• Directions:
Repeat every line of the listing below word for word, leaving out the pictures.

• Raw data:
◇ ◇ ◇ ◇ ◇ ◇ ◇

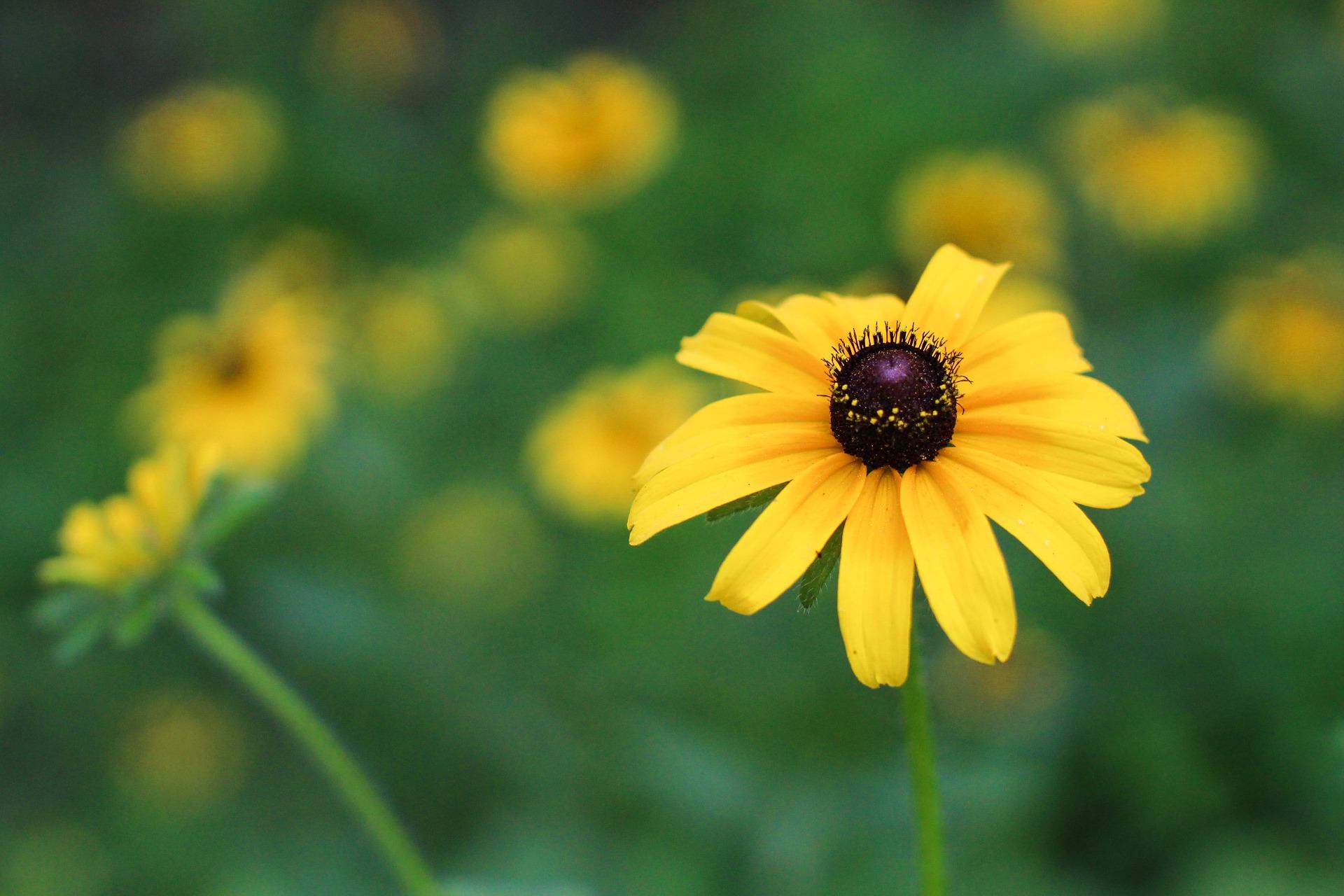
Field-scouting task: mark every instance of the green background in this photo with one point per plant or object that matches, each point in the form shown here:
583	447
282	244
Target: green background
613	734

◇ ◇ ◇ ◇ ◇ ◇ ◇

• The completed task:
Field-scouting task: mark every instance of the green background in this photo with one point per plant or object that matches, each point in the form shown here:
583	447
282	244
Target: green background
613	734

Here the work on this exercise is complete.